Jan 16, 2013, 2:03 PM EDT

Last year Roger Bernadina showed off a super-pumped body that stretched the definition of baseball shape. He posted this to his Twitter feed a little while ago and, well, just look:


We’re reaching Superstar Tony Atlas territory here. Which is no insult. He was the best of that thin layer of guys who were better than jobbers but not good enough to carry a card.  Kinda describes Bernadina too.

(h/t to the Sports Bog)

  1. cur68 - Jan 16, 2013 at 2:12 PM

    If I looked like that guy I’d never put my shirt on.

    • historiophiliac - Jan 16, 2013 at 3:09 PM

      Ok, now that one will hit the creep factor with the ladies. Just saying.

      • cur68 - Jan 16, 2013 at 3:21 PM

        I have intrigued you, don’t try and hide it. Relax. This is common. I inspire feelings in others that they themselves do not understand. Its a gift.

      • historiophiliac - Jan 16, 2013 at 3:55 PM

        Hmmm, clearly, I am missing something here….??????

      • cur68 - Jan 16, 2013 at 4:05 PM

        Me without my shirt on? I’m sure that’s it.

    • slappymcknucklepunch - Jan 16, 2013 at 7:44 PM

      @historiaophiliac and @Cur68,just get a ROOOOOOMMMM,and be done with it already.I feel like the the bartender at last call.You do not have to go home but you can’t stay here.

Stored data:
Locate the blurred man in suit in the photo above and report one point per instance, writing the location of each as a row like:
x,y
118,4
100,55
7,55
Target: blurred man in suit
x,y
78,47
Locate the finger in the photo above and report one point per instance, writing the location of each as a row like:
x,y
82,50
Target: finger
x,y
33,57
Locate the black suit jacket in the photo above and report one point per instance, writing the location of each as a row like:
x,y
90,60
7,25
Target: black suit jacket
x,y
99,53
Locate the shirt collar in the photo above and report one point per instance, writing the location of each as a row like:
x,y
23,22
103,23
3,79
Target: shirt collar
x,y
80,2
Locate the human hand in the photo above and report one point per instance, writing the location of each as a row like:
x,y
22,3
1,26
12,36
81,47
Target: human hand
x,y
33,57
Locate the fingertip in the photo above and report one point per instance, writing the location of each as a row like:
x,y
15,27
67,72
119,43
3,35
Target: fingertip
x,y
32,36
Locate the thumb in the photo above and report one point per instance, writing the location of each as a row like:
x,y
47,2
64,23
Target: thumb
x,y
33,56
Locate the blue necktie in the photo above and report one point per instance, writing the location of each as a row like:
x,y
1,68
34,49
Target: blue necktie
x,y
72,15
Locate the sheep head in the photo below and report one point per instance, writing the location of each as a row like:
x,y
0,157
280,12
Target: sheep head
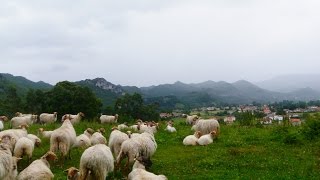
x,y
50,156
72,173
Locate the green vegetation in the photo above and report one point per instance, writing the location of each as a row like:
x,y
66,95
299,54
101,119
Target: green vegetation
x,y
240,152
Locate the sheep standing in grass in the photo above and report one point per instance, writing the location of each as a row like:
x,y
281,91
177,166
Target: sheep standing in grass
x,y
190,119
2,119
25,146
18,121
8,163
192,140
207,139
63,138
116,139
39,169
133,146
205,126
83,140
98,138
95,164
109,119
138,172
76,118
48,118
170,127
44,134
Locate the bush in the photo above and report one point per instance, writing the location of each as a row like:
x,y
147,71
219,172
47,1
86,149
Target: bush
x,y
311,130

Goal of the exercise:
Continue the Roger Bernadina post and its comment thread from the point at which it stops.

Response:
      • historiophiliac - Jan 16, 2013 at 8:55 PM

        I tried to tell him walking around without a shirt all the time would creep out the ladies. He’s very sorry about that…also, for making you look at that tattoo of his grandbeavers. Soooo, anywhoooo, how exactly does one become a bartender of a baseball blog? Does the house have a a virtual drink specialty? I don’t drink rum, you know that, right? Oop, out of peanuts. Can you refill the bowl? Who’s the most famous baseball player you’ve ever served? What did he drink? They should make a drink called the Yogi Berra. Cur, shouldn’t they make a drink called the Yogi Berra? Oooh, you know who else they should name a drink after? Jack Morris. You could call it the HoF’er and I bet a lot of the guys around here would drink that koolaid. Betcha it’d be your most popular drink ever. You should make that the house virtual drink special!

      • cur68 - Jan 16, 2013 at 8:58 PM

        Ok, I wish I’d said this instead.

      • historiophiliac - Jan 16, 2013 at 9:18 PM

        Be quiet, cur. Can’t you see I’m talking to the bartender? Sorry about that interruption, honey. So, as you were saying: you’ve invented a drink called the Jack Morris? What’s in it? I bet it’s stiff & foamy. Not really my kind of thing, but the gents all go for that. Don’t you wish it was baseball season already? I’d so rather be watching a game. Wouldn’t you? Wait, do I smell that Jeff Loria? Hmmph! I thought this was a reputable establishment. I know the manager, Mr. Calcaterrio. I’m totally going to mention this to him, the next time we tweet. Yessir,, he is gonna hear about this!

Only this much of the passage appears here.